Directions for this task: Report every line in the rows below that contains the string "handle", copying each such line in full. Treat the match as case-sensitive.

Data extract:

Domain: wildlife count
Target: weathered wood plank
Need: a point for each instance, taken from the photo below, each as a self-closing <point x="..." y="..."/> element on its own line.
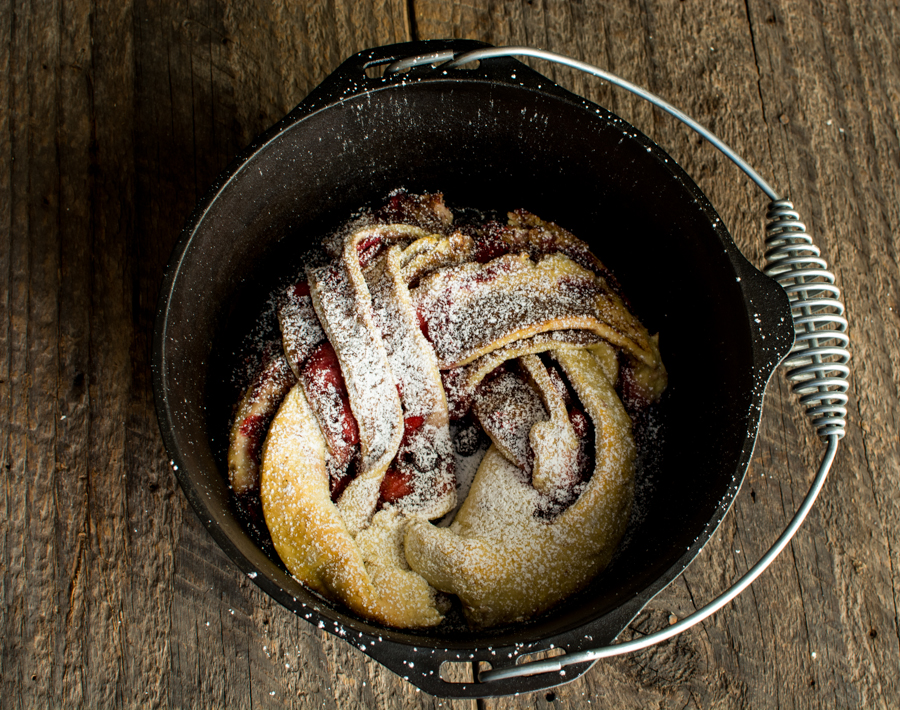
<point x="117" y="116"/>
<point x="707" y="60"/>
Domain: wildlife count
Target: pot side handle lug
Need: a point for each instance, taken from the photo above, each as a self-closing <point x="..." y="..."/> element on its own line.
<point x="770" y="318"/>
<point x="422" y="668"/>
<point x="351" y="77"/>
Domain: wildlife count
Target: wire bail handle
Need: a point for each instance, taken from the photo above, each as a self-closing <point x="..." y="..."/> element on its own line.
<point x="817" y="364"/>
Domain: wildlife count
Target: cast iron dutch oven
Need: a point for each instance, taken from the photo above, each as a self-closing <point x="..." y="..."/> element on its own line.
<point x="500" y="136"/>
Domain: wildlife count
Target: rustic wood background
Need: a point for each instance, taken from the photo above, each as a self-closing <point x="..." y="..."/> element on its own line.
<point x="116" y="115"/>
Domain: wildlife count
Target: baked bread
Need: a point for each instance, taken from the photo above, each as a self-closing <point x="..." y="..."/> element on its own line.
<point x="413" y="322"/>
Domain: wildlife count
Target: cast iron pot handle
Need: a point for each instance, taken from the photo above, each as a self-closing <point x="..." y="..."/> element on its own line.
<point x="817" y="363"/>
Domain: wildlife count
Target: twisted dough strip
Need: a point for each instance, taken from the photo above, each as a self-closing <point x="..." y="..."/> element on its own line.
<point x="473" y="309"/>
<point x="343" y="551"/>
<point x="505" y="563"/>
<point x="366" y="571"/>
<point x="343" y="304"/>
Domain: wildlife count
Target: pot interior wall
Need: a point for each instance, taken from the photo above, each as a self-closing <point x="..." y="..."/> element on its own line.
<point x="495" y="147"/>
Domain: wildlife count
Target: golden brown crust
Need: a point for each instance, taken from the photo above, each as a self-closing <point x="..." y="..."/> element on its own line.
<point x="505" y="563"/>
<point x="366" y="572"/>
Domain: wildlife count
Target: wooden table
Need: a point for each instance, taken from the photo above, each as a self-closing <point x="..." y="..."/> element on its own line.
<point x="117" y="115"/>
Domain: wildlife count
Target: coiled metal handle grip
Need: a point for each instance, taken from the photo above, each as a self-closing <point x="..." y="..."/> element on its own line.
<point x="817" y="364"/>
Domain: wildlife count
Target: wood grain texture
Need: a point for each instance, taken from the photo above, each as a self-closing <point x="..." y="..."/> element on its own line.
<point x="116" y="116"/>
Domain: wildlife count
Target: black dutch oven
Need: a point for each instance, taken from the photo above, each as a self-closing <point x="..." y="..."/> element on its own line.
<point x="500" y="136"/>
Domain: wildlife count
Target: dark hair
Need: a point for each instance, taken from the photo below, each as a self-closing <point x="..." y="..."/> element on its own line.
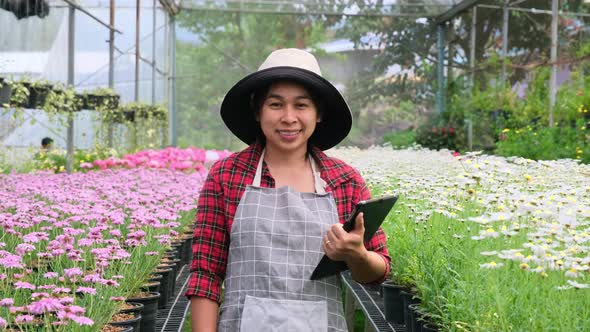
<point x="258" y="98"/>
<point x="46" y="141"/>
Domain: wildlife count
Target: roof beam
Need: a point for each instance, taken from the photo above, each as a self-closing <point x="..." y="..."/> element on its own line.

Right answer:
Target: pot side handle lug
Target: wire bail handle
Target: cast iron pot handle
Target: coiled metal handle grip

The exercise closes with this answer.